* **Problem**
Edit the records below by changing every "one point per instance" to "one point per object" and keeping everything else the same. Omit the pictures from your answer.

* **Excerpt from a dataset**

________

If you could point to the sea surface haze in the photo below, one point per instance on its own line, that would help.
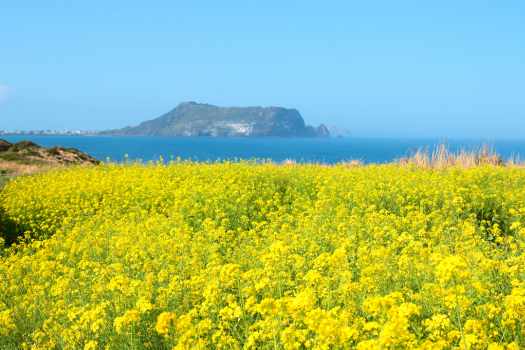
(329, 151)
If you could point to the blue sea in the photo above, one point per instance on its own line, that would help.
(329, 151)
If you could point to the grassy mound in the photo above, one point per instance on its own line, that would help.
(264, 256)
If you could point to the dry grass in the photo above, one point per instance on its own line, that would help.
(442, 157)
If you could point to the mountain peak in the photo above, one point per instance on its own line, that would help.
(199, 119)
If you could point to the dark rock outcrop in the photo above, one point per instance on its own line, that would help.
(198, 119)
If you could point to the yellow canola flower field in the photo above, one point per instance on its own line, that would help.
(263, 256)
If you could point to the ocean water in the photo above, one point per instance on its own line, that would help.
(331, 150)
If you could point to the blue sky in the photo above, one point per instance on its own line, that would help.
(377, 68)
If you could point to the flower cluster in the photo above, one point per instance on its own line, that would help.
(260, 256)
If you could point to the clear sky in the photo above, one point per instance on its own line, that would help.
(378, 68)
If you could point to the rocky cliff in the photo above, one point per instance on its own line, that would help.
(198, 119)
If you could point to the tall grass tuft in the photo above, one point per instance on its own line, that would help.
(441, 157)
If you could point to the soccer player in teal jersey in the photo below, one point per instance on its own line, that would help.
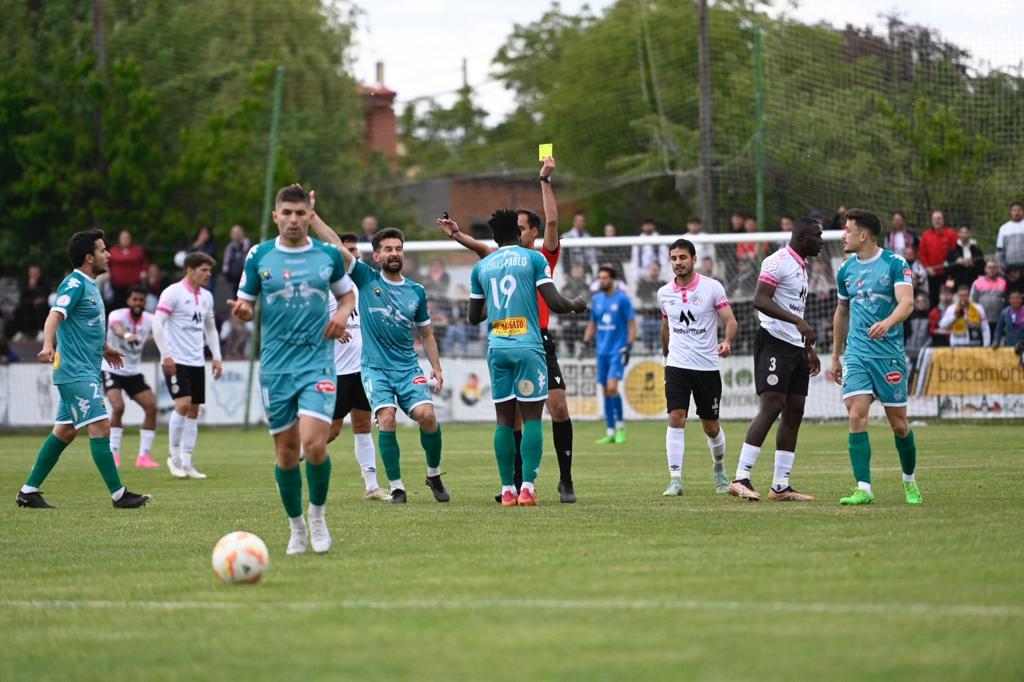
(391, 308)
(77, 327)
(503, 289)
(876, 295)
(294, 275)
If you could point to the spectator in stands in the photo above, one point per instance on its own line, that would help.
(126, 267)
(1010, 328)
(989, 291)
(967, 262)
(33, 305)
(586, 256)
(966, 322)
(899, 238)
(935, 246)
(918, 270)
(650, 314)
(235, 255)
(1010, 241)
(236, 338)
(940, 337)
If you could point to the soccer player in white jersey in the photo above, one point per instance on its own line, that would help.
(351, 398)
(783, 361)
(127, 331)
(184, 318)
(692, 307)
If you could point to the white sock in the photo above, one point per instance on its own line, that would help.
(366, 455)
(174, 429)
(748, 458)
(188, 436)
(717, 448)
(783, 464)
(675, 449)
(145, 440)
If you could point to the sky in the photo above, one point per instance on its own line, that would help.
(423, 42)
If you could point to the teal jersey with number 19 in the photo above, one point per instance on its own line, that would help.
(81, 335)
(508, 280)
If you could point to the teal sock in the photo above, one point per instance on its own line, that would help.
(388, 443)
(432, 446)
(290, 487)
(318, 477)
(860, 457)
(532, 449)
(505, 454)
(45, 460)
(907, 453)
(103, 459)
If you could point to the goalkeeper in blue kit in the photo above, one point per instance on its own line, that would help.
(876, 295)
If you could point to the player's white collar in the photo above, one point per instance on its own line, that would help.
(871, 259)
(281, 247)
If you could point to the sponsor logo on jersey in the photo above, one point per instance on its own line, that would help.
(510, 327)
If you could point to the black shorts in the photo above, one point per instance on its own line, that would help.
(555, 378)
(187, 381)
(705, 384)
(779, 367)
(132, 384)
(350, 395)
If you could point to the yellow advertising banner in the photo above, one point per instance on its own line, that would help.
(974, 372)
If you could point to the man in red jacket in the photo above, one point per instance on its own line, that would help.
(935, 244)
(127, 264)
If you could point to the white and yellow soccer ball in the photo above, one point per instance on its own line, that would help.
(241, 557)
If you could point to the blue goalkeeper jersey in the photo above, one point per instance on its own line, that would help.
(294, 285)
(870, 288)
(82, 334)
(388, 312)
(508, 280)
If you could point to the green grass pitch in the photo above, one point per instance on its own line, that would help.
(626, 585)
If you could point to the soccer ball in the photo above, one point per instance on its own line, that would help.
(240, 557)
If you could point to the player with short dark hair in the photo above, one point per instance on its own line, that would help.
(503, 289)
(614, 325)
(128, 330)
(783, 361)
(692, 307)
(295, 275)
(876, 292)
(73, 343)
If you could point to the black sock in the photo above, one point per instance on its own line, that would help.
(517, 472)
(562, 432)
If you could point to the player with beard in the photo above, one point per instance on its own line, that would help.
(391, 307)
(128, 330)
(783, 361)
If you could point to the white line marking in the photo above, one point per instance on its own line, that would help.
(967, 610)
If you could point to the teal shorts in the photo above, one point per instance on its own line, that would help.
(884, 378)
(287, 396)
(81, 402)
(518, 373)
(404, 388)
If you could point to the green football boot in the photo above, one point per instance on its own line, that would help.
(675, 487)
(912, 493)
(858, 497)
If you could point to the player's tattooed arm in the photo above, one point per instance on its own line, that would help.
(764, 302)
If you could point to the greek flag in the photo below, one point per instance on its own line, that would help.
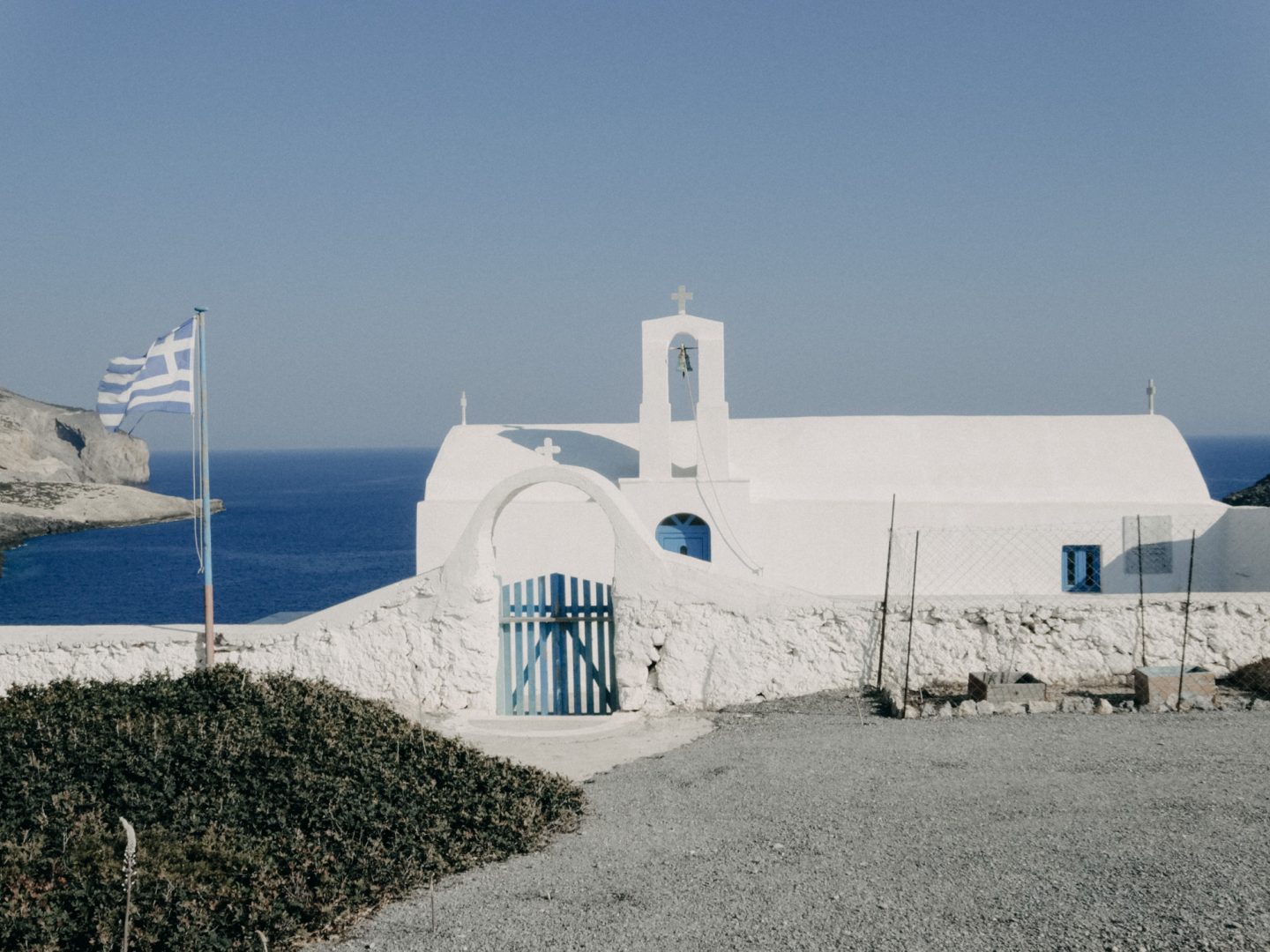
(161, 380)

________

* **Solution to this task**
If you could point to the sea surface haze in the photo below, one point per object on its own line, that would help.
(329, 151)
If you could point to the blue sea in the photo above, one point per object on its own line, that would help.
(329, 151)
If you could point to the grassy mound in the photo above, one point per object on its own line, that would help.
(264, 256)
If you could point to the dry grass in the photo above, one point per object on its own line, that would help.
(442, 157)
If you could point to the mountain peak in the photo above, one point per object on its own line, that would help.
(199, 119)
If you could point to the dark rock outcrop in the photo above, one point per object on its own line, that would help.
(198, 119)
If you could point to the yellow canola flower field in the photo above, one point per object on its own line, that would help.
(263, 256)
If you could point to the ocean water in the photo above, one point per object on its own line, that would help.
(331, 150)
If you could point to the blue sky in the photo above, one point per object on its own line, that would help.
(377, 68)
If you could point to the flower cluster in the photo above, one point per object on its own line, that would help.
(260, 256)
If you could point to the clear sky in the photo above, one point per object on its own line, that would help.
(378, 68)
If you could point to the rocky cliff in the photo above, one point per object on its own line, that would help.
(198, 119)
If you could point to the tall grass tuft in the photo above, one point per object on its own line, that would help.
(441, 157)
If you could point to the soccer player in teal jersey in the photo below, one point per object on its own line, that would help.
(391, 308)
(77, 327)
(503, 289)
(876, 295)
(294, 275)
If you could point to the spectator in stands in the photo above, one point per object on its own line, that would help.
(126, 267)
(1010, 328)
(989, 291)
(967, 262)
(33, 305)
(586, 256)
(966, 322)
(899, 238)
(935, 246)
(918, 270)
(650, 314)
(235, 255)
(1010, 241)
(236, 338)
(940, 337)
If you could point to the soccer player in white jersey in the photo above, one point per object on its own line, that would help.
(351, 398)
(783, 361)
(127, 331)
(184, 318)
(692, 307)
If you could point to the white sock in the photo above, one point per object on its own line, that would help.
(366, 455)
(174, 429)
(748, 458)
(188, 436)
(717, 448)
(783, 464)
(675, 449)
(145, 440)
If you could point to the sky in the photo above, one point per object on its own line, that would help.
(423, 42)
If you could point to the teal jersey with number 19 in the photo above, one point per object on its own line, that would help.
(81, 335)
(508, 280)
If you could point to the teal sock in the photo above, one point per object on its own line, that would help.
(388, 443)
(432, 446)
(290, 487)
(318, 477)
(860, 457)
(532, 449)
(505, 454)
(45, 460)
(907, 453)
(103, 459)
If you could point to the goalkeeper in blue kit in the photo above, one point per object on its own line, that would help.
(876, 295)
If you could point to the player's white collar in the photo above, one point per object on its own line, that would help.
(871, 259)
(281, 247)
If you could point to the sponsor logo on jersey in the photo above, one point per object on its own line, that would help.
(510, 327)
If you could point to the black shorts in the photo above, one point per object on its own line, that would help.
(555, 378)
(187, 381)
(705, 384)
(779, 367)
(132, 384)
(350, 395)
If you could point to the yellow advertising banner in the photo above, one point per object on its own line, that would help.
(974, 372)
If you could point to the man in red jacket in the photo above, one point per object on its own line, that would help.
(935, 244)
(127, 264)
If you could point to the white and yellow soccer ball in the photo above, one point per object on its own line, that would help.
(241, 557)
If you could point to the blue goalkeeper jersey in the photo above, one point per object on its own line, that would help.
(294, 285)
(870, 288)
(82, 334)
(388, 312)
(508, 280)
If you could point to the green grass pitch in the photo above, one point per object on its own line, that would help.
(626, 585)
If you could point to the soccer ball in the photo above, one point per object on its own line, that would help.
(240, 557)
If you could point to the player with short dark hair in the photo above, one point per object on its own line, that would help.
(503, 289)
(614, 325)
(128, 330)
(783, 361)
(692, 307)
(295, 275)
(876, 292)
(73, 343)
If you could point to the black sock in the photo above, one point per object on its own line, that would help.
(517, 472)
(562, 432)
If you could point to the player with beard in the photo above, one point per object on its own line, that would help.
(391, 307)
(128, 330)
(783, 361)
If you could point to the white line marking in the photo above, one point per object on its own line, that would help.
(967, 610)
If you could point to the teal shorts in the photo above, one point per object on its own line, that would help.
(884, 378)
(287, 396)
(81, 402)
(518, 373)
(404, 388)
If you could point to the green football boot in the photo above, one point per object on its own line, that would help.
(675, 487)
(912, 493)
(858, 497)
If you could point to the player's tattooed arm in the photo above, one point per object on its own line, that would help.
(764, 302)
If you could point to the greek flag in the photo below, one point per object on its own line, that would help.
(161, 380)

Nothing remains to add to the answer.